(Excerpt from a dataset)
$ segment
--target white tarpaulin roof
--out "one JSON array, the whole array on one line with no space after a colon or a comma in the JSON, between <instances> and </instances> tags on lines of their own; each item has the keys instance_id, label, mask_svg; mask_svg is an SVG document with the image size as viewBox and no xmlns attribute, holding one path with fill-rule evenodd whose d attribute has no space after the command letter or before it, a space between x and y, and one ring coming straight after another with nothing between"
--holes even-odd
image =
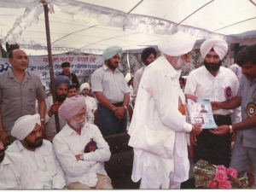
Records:
<instances>
[{"instance_id":1,"label":"white tarpaulin roof","mask_svg":"<svg viewBox=\"0 0 256 192\"><path fill-rule=\"evenodd\" d=\"M156 46L178 30L229 44L256 39L256 0L45 0L52 54L125 52ZM53 13L54 12L54 13ZM47 55L39 0L0 0L0 42ZM200 42L200 41L199 41ZM256 42L255 42L256 43Z\"/></svg>"}]
</instances>

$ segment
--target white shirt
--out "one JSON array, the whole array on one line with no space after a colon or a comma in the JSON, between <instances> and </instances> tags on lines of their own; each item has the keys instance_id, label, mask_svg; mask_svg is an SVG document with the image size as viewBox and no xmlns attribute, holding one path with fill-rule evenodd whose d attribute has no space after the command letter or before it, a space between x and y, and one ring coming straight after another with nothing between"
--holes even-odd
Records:
<instances>
[{"instance_id":1,"label":"white shirt","mask_svg":"<svg viewBox=\"0 0 256 192\"><path fill-rule=\"evenodd\" d=\"M172 181L181 183L189 177L186 133L192 125L178 111L180 95L184 98L178 81L180 73L164 56L143 73L128 130L129 145L135 152L131 176L135 182L147 174L147 166L156 167L163 189L168 189Z\"/></svg>"},{"instance_id":2,"label":"white shirt","mask_svg":"<svg viewBox=\"0 0 256 192\"><path fill-rule=\"evenodd\" d=\"M43 145L35 151L27 150L20 140L15 140L7 151L21 154L37 173L44 189L63 189L65 187L64 172L55 157L50 142L43 140Z\"/></svg>"},{"instance_id":3,"label":"white shirt","mask_svg":"<svg viewBox=\"0 0 256 192\"><path fill-rule=\"evenodd\" d=\"M190 94L200 99L209 99L211 102L224 102L225 89L231 88L232 96L236 96L239 82L235 73L224 67L219 67L216 77L212 76L202 66L190 72L185 86L185 94ZM213 111L214 114L226 115L234 112L232 109Z\"/></svg>"},{"instance_id":4,"label":"white shirt","mask_svg":"<svg viewBox=\"0 0 256 192\"><path fill-rule=\"evenodd\" d=\"M20 154L5 152L0 163L1 189L40 189L43 183Z\"/></svg>"},{"instance_id":5,"label":"white shirt","mask_svg":"<svg viewBox=\"0 0 256 192\"><path fill-rule=\"evenodd\" d=\"M102 92L111 103L123 102L125 94L130 93L124 74L118 69L113 73L106 65L91 74L91 90Z\"/></svg>"},{"instance_id":6,"label":"white shirt","mask_svg":"<svg viewBox=\"0 0 256 192\"><path fill-rule=\"evenodd\" d=\"M132 97L134 102L136 102L136 97L138 90L138 86L140 84L143 72L145 70L146 66L143 65L143 67L139 68L138 70L136 71L133 76L133 93L132 93Z\"/></svg>"},{"instance_id":7,"label":"white shirt","mask_svg":"<svg viewBox=\"0 0 256 192\"><path fill-rule=\"evenodd\" d=\"M93 138L98 149L84 154L86 144ZM107 175L104 161L111 153L109 147L97 126L86 123L79 136L67 124L53 139L56 156L66 172L67 185L79 182L90 187L97 183L96 173ZM75 155L84 154L84 160L77 160Z\"/></svg>"},{"instance_id":8,"label":"white shirt","mask_svg":"<svg viewBox=\"0 0 256 192\"><path fill-rule=\"evenodd\" d=\"M90 109L95 111L98 107L96 99L90 96L83 96L84 97L84 100L85 100L86 108L89 107L89 108L90 108Z\"/></svg>"}]
</instances>

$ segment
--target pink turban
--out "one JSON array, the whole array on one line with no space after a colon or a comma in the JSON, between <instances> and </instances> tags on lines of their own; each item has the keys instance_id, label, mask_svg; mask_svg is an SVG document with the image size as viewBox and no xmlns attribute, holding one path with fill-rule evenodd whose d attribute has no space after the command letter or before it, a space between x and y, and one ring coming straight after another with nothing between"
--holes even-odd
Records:
<instances>
[{"instance_id":1,"label":"pink turban","mask_svg":"<svg viewBox=\"0 0 256 192\"><path fill-rule=\"evenodd\" d=\"M59 108L59 114L65 119L70 119L83 108L86 109L84 97L79 95L74 96L65 100Z\"/></svg>"},{"instance_id":2,"label":"pink turban","mask_svg":"<svg viewBox=\"0 0 256 192\"><path fill-rule=\"evenodd\" d=\"M34 130L36 124L41 125L40 115L38 113L24 115L15 121L11 134L17 139L23 140Z\"/></svg>"},{"instance_id":3,"label":"pink turban","mask_svg":"<svg viewBox=\"0 0 256 192\"><path fill-rule=\"evenodd\" d=\"M214 51L218 54L222 60L228 52L228 44L221 38L212 38L206 40L200 48L200 52L202 58L205 59L207 53L213 48Z\"/></svg>"}]
</instances>

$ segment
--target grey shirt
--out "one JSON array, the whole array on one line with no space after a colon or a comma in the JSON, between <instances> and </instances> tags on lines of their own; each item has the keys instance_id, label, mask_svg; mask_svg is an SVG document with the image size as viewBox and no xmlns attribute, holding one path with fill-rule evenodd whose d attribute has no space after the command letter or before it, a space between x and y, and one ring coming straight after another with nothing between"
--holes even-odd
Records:
<instances>
[{"instance_id":1,"label":"grey shirt","mask_svg":"<svg viewBox=\"0 0 256 192\"><path fill-rule=\"evenodd\" d=\"M256 105L256 80L251 82L242 75L237 96L241 97L241 119L245 120L249 118L247 113L248 103L253 102ZM256 148L256 125L250 129L239 131L236 141L239 142L241 137L243 146Z\"/></svg>"},{"instance_id":2,"label":"grey shirt","mask_svg":"<svg viewBox=\"0 0 256 192\"><path fill-rule=\"evenodd\" d=\"M106 65L91 74L91 90L102 92L112 103L123 102L125 94L131 92L123 73L118 69L112 73Z\"/></svg>"},{"instance_id":3,"label":"grey shirt","mask_svg":"<svg viewBox=\"0 0 256 192\"><path fill-rule=\"evenodd\" d=\"M47 98L40 78L26 72L22 84L12 70L0 74L0 108L2 123L8 136L15 120L26 114L35 114L35 102Z\"/></svg>"}]
</instances>

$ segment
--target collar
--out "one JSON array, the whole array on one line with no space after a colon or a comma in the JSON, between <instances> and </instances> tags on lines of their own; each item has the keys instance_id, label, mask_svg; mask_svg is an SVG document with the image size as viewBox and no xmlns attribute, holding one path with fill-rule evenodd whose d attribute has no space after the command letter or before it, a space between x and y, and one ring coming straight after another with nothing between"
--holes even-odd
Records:
<instances>
[{"instance_id":1,"label":"collar","mask_svg":"<svg viewBox=\"0 0 256 192\"><path fill-rule=\"evenodd\" d=\"M86 128L88 127L88 124L85 123L85 125L82 127L81 129L81 136L84 134L84 132L85 131ZM68 124L67 123L67 125L63 127L63 129L65 128L65 133L66 133L66 136L67 137L73 135L73 134L77 134L78 133L73 130L72 129Z\"/></svg>"},{"instance_id":2,"label":"collar","mask_svg":"<svg viewBox=\"0 0 256 192\"><path fill-rule=\"evenodd\" d=\"M22 145L22 143L21 143L21 142L20 141L20 140L16 140L16 143L17 143L17 146L18 146L18 148L19 148L19 151L20 152L21 152L23 149L25 149L25 150L28 150L28 149L26 149L23 145ZM43 139L43 144L42 144L42 146L41 147L43 147L44 145L45 145L45 141L44 141L44 139ZM40 147L40 148L41 148ZM36 148L36 150L37 150L37 148ZM36 151L35 150L35 151ZM31 150L29 150L29 151L31 151Z\"/></svg>"},{"instance_id":3,"label":"collar","mask_svg":"<svg viewBox=\"0 0 256 192\"><path fill-rule=\"evenodd\" d=\"M208 74L212 75L212 73L207 69L207 67L206 67L204 65L201 66L201 67L202 67L202 69L203 69L206 73L207 73ZM216 74L216 77L217 77L217 75L218 75L219 73L221 73L222 67L224 67L221 66L221 67L219 67L218 72L217 74ZM214 77L213 75L212 75L212 76Z\"/></svg>"},{"instance_id":4,"label":"collar","mask_svg":"<svg viewBox=\"0 0 256 192\"><path fill-rule=\"evenodd\" d=\"M111 70L106 66L106 64L104 64L104 65L102 66L102 67L103 67L104 71L107 71L107 70L111 71ZM115 68L113 73L120 73L120 72L119 72L117 68Z\"/></svg>"},{"instance_id":5,"label":"collar","mask_svg":"<svg viewBox=\"0 0 256 192\"><path fill-rule=\"evenodd\" d=\"M13 73L13 70L9 70L9 77L11 79L16 78L15 75ZM30 79L30 75L28 74L28 72L25 71L25 78L24 79Z\"/></svg>"},{"instance_id":6,"label":"collar","mask_svg":"<svg viewBox=\"0 0 256 192\"><path fill-rule=\"evenodd\" d=\"M9 159L9 155L8 154L10 153L10 152L7 152L6 151L4 152L5 153L5 155L4 155L4 159L0 163L0 172L2 172L3 168L3 166L5 165L8 165L8 164L11 164L12 162L10 161L10 160Z\"/></svg>"}]
</instances>

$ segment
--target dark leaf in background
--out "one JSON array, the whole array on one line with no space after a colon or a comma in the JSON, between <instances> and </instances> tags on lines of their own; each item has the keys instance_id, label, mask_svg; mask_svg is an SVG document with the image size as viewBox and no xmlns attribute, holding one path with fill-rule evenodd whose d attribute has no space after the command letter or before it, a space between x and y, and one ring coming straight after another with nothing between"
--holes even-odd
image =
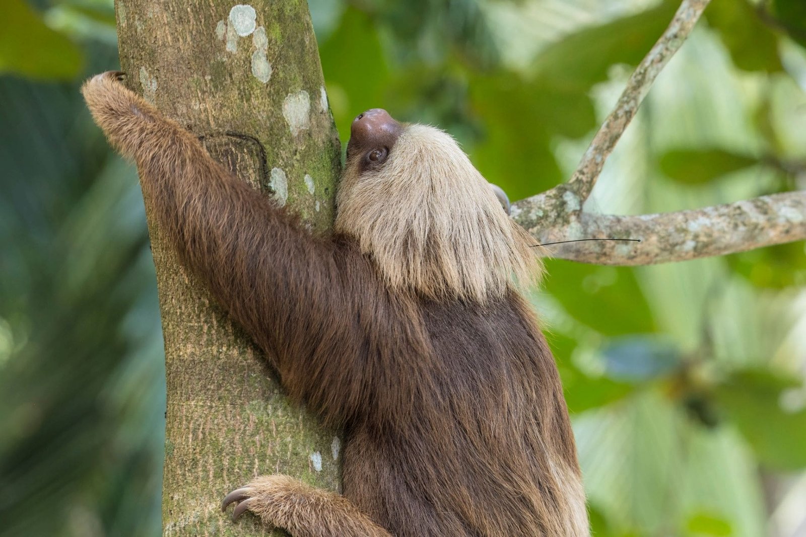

- Task
Count the lines in the excerpt above that contain the string "target", treating uppercase and lowercase as different. Reply with the number only.

- Answer in full
6